About this task
Write out again, exactly, the lines below starting at the one with "In this photo, where can the lamp" and ending at the one with "In this photo, where can the concrete base".

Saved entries
★ ★ ★ ★ ★ ★ ★

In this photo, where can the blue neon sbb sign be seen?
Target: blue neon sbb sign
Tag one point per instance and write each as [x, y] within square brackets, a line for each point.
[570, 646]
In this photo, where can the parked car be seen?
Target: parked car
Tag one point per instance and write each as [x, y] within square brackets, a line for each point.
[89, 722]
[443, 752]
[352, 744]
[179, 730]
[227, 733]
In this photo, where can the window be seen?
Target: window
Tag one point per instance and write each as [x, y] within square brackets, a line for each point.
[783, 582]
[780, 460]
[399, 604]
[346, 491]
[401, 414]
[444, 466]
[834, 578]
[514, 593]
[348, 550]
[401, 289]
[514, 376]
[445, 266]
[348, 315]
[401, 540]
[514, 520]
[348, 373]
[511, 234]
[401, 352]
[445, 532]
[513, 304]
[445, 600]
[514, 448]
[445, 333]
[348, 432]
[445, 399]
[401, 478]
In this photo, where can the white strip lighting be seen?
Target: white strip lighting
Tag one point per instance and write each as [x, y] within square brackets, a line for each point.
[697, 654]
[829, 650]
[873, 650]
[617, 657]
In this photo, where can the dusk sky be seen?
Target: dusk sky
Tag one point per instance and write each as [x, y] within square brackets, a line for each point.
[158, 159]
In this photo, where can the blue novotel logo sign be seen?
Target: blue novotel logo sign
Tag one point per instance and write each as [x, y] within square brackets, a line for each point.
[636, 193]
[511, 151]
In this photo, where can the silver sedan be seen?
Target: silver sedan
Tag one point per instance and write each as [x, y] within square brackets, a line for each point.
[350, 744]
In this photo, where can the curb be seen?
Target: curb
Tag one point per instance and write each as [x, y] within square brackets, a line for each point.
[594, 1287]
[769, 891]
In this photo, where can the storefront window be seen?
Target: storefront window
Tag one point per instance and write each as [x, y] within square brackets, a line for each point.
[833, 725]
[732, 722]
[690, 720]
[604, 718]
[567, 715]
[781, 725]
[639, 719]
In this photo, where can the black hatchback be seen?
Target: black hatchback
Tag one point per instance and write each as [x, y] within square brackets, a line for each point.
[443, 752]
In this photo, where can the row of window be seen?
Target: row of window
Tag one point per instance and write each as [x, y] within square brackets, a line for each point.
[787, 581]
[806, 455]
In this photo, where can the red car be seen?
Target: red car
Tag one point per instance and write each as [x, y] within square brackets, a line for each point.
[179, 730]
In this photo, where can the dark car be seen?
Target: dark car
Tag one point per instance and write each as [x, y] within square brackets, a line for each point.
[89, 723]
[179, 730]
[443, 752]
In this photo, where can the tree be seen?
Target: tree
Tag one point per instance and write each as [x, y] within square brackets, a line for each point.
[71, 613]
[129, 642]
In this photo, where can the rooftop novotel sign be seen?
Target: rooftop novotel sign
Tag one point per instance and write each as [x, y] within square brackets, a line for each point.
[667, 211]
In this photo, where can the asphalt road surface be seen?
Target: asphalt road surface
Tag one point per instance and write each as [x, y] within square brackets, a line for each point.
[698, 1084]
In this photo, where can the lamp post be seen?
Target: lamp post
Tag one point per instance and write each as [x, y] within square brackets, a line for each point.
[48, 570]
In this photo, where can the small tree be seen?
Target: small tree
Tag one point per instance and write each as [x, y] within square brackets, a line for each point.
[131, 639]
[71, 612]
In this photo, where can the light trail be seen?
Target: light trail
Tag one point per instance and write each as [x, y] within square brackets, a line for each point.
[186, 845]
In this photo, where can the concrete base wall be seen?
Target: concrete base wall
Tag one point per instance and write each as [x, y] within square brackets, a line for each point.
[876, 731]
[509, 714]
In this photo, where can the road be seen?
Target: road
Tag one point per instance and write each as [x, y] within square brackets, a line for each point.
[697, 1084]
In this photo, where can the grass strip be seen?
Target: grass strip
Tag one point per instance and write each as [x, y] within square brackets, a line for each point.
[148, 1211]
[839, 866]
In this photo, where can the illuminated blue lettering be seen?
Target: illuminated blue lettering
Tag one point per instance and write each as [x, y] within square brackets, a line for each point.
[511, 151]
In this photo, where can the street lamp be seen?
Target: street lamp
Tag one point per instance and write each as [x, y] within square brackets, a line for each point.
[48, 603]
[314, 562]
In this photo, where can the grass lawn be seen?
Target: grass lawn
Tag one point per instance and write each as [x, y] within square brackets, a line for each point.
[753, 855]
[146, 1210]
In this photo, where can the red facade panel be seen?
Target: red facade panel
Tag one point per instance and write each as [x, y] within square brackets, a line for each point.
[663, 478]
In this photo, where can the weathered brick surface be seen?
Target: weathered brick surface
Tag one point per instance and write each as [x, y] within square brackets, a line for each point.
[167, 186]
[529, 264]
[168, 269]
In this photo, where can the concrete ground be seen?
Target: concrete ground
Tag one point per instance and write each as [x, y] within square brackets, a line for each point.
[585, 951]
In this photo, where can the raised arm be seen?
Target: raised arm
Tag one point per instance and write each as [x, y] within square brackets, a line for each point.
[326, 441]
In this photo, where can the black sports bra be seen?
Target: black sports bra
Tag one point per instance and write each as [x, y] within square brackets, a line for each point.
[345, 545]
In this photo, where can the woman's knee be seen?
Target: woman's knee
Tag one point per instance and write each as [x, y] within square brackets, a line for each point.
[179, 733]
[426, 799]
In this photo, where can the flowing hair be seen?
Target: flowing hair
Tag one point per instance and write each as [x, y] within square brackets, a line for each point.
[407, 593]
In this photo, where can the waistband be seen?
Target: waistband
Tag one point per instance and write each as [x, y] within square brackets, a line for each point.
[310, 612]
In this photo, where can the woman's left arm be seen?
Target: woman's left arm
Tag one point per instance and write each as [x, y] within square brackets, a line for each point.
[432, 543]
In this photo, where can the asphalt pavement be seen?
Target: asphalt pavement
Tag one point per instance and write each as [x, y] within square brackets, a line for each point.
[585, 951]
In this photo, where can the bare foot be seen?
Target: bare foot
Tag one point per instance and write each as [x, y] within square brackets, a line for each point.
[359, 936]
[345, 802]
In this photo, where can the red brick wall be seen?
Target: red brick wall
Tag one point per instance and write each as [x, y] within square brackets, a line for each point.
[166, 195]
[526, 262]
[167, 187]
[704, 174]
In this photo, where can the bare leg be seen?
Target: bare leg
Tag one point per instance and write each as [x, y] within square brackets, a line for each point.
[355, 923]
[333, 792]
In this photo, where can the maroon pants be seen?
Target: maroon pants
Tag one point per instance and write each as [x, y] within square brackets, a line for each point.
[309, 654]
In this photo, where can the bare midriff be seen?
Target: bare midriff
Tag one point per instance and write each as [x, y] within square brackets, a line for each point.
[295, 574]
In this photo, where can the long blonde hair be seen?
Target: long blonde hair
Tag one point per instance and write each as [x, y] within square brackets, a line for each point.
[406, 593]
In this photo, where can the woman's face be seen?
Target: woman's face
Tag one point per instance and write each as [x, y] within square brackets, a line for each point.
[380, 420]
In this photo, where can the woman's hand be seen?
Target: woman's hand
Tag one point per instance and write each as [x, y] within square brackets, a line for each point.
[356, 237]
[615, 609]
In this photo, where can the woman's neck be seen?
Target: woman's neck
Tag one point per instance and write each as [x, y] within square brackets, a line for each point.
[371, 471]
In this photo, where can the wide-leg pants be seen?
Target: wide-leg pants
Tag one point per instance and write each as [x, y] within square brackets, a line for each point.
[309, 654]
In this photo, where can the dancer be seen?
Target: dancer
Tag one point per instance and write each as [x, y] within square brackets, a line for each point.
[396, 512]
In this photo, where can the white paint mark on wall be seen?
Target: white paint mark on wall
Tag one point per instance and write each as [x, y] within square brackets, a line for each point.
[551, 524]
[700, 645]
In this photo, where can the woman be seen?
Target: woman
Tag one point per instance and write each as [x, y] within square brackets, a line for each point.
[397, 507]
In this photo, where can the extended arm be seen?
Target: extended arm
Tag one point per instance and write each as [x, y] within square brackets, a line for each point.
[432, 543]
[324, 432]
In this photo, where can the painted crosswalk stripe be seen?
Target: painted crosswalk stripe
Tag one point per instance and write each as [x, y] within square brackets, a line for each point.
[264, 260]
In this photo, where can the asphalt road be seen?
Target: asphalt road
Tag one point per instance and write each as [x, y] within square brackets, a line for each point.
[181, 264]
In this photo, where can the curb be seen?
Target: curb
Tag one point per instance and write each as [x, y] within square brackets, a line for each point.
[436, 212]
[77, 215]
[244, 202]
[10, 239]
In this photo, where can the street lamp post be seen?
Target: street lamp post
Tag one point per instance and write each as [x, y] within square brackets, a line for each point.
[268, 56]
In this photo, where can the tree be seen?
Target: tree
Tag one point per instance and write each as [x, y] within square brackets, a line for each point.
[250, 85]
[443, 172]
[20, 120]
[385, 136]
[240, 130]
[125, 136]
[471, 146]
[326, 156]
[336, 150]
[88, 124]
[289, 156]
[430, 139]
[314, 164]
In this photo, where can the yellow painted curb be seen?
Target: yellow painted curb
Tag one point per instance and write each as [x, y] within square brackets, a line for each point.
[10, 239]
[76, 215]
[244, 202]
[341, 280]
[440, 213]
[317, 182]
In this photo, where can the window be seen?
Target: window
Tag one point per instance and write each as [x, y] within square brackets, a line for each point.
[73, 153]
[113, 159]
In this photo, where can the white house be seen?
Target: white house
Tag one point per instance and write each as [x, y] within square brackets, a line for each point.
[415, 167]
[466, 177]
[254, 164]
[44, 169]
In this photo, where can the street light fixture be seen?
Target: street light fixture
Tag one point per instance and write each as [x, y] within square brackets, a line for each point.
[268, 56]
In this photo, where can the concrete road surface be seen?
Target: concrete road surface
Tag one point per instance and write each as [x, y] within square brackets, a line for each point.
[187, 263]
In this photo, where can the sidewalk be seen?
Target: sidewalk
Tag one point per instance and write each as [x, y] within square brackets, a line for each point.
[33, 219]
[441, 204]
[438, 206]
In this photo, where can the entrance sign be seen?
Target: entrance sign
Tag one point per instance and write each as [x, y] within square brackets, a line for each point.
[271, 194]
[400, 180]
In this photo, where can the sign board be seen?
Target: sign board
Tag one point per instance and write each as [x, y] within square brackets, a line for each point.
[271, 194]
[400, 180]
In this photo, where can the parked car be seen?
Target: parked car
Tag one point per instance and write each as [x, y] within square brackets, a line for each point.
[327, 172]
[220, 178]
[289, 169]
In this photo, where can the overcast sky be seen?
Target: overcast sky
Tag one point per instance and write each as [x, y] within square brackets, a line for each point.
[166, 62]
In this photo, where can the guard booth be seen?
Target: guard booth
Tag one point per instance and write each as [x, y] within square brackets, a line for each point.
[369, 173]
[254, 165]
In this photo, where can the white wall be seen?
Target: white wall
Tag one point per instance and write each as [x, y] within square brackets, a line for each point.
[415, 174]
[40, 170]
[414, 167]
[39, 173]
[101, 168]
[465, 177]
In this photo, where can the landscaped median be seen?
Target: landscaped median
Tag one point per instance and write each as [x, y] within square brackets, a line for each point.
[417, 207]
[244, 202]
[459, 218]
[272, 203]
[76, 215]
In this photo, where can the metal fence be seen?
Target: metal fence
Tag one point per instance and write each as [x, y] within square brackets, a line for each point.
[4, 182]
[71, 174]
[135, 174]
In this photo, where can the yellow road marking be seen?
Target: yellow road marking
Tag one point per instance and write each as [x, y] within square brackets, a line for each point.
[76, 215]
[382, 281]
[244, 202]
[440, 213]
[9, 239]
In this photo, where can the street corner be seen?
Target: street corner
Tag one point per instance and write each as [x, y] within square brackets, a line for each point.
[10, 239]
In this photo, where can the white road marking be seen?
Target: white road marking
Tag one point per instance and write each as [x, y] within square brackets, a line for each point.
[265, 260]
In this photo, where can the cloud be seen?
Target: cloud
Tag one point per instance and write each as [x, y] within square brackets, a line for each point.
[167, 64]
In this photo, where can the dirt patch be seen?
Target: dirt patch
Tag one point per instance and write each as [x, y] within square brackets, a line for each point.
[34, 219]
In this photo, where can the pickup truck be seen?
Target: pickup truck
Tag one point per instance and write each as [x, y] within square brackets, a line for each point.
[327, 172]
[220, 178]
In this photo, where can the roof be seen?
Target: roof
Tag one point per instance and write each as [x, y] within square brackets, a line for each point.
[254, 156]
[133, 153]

★ ★ ★ ★ ★ ★ ★

Solution for this exercise
In this photo, where can the lamp post be seen?
Target: lamp post
Tag one point per instance and write each as [x, y] within square brackets, a line for each point.
[48, 570]
In this photo, where can the small tree be seen?
Target: small tree
Tag one point per instance and write each as [x, y] within square brackets, a line for each point.
[131, 639]
[71, 612]
In this photo, where can the light trail be seen?
Target: light trail
Tag one point per instance and write each as [x, y] within square brackets, a line for each point.
[186, 845]
In this photo, where can the concrete base wall be seen?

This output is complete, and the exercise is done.